=== Records ===
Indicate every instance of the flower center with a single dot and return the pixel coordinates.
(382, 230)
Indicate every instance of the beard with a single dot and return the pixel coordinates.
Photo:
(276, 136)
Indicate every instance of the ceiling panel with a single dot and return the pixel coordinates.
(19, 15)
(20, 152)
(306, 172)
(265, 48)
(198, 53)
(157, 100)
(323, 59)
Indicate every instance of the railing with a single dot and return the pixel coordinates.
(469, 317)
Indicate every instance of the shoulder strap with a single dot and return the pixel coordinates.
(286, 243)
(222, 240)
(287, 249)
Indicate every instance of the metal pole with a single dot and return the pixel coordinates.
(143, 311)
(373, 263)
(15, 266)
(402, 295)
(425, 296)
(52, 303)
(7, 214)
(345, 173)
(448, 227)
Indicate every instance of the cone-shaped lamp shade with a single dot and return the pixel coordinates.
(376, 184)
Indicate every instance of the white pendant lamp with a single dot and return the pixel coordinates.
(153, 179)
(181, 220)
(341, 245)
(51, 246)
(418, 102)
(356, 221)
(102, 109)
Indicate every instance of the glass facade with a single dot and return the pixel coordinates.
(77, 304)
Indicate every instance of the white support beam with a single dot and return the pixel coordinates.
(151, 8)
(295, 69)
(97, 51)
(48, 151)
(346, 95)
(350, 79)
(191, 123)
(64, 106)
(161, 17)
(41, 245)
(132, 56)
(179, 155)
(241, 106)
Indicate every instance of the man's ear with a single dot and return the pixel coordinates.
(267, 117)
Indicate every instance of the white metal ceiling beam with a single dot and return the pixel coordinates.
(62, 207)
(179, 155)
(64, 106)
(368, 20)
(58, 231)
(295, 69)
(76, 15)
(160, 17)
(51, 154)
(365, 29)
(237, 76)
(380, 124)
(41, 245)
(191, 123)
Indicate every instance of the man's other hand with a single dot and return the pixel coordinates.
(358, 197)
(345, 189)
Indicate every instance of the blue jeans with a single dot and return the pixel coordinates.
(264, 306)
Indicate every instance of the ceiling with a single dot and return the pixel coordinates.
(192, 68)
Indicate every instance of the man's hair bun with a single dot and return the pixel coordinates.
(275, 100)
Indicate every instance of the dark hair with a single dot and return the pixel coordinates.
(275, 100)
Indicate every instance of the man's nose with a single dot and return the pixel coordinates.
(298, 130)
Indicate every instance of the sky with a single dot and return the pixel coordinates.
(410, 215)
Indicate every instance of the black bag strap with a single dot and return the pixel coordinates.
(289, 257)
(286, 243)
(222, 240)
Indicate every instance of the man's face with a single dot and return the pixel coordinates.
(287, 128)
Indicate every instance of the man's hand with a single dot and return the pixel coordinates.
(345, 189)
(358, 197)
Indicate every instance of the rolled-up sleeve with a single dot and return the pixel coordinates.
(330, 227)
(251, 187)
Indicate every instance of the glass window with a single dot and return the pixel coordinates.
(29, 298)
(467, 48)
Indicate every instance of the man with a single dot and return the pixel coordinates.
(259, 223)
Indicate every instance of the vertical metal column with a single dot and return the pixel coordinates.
===
• **Work request**
The output should be a character-exact copy of all entries.

• **Worked solution**
Indicate every instance of the flower center with a single dot and return the pixel coordinates.
(382, 230)
Indicate every instance of the beard with a single dot and return the pixel coordinates.
Photo:
(276, 136)
Indicate every instance of the ceiling panel with a single dot and return the pixel coordinates.
(19, 15)
(20, 152)
(306, 172)
(265, 48)
(198, 53)
(157, 100)
(323, 59)
Indicate every instance of the railing with a single dot and return the pixel coordinates.
(469, 317)
Indicate every instance of the shoulder strap with a single dot and return the pixel coordinates.
(286, 243)
(222, 240)
(287, 249)
Indicate every instance of the metal pole with a single dot and return the pixel coordinates.
(143, 311)
(373, 263)
(15, 266)
(402, 295)
(425, 296)
(52, 303)
(7, 214)
(345, 173)
(448, 227)
Indicate every instance of the cone-shaped lamp shade with a single dot and return the pixel coordinates.
(376, 184)
Indicate every instance of the white pendant lamp with a single dot and return the pixel coordinates.
(153, 179)
(181, 220)
(341, 245)
(51, 246)
(418, 102)
(356, 221)
(102, 109)
Indicate every instance of the glass facade with a single dot and return the pixel coordinates.
(77, 304)
Indicate every instance of the white support beam with a single dot and return the pixel coordinates.
(151, 8)
(295, 69)
(97, 51)
(48, 151)
(346, 95)
(350, 79)
(191, 123)
(64, 106)
(161, 17)
(41, 245)
(132, 56)
(179, 155)
(241, 106)
Indicate every instance of the man's ear with a single dot and return the pixel coordinates.
(267, 117)
Indicate every instance of the white metal ceiling beam with a single dot and return the pixel coordinates.
(62, 207)
(179, 155)
(64, 106)
(368, 20)
(58, 231)
(295, 69)
(76, 15)
(160, 17)
(51, 154)
(365, 29)
(237, 76)
(380, 124)
(41, 245)
(191, 123)
Indicate every instance of the man's other hand with a single dot and return the pixel coordinates.
(358, 197)
(345, 189)
Indicate every instance of the blue jeans with a single dot and return the pixel coordinates.
(264, 306)
Indicate every instance of the ceiling with a single dot and return the pixel coordinates.
(192, 68)
Indicate every instance of the man's hair bun with a single dot and return the pixel coordinates.
(275, 100)
Indicate every instance of the dark hair with a single dot and return the pixel coordinates.
(275, 100)
Indicate every instance of the man's nose with a single dot and return the pixel coordinates.
(298, 130)
Indicate every instance of the sky with a single dot and return the pixel coordinates.
(410, 215)
Indicate every instance of the black bag strap with a single dot and return the pixel coordinates.
(289, 257)
(286, 243)
(222, 240)
Indicate every instance of the man's face with a single dot and return the pixel coordinates.
(287, 128)
Indicate every instance of the man's hand with a single dot and return the pixel coordinates.
(345, 189)
(358, 197)
Indicate every instance of the rolled-up sleeve with a single dot and return the pixel coordinates.
(330, 227)
(251, 187)
Indicate every instance of the glass window with a single dot and return the pixel coordinates.
(29, 298)
(467, 48)
Indicate every instance of the man with a single dot and return the pixel coordinates.
(259, 223)
Indicate every instance of the vertical metal column with a single dot and return the pixel coordinates.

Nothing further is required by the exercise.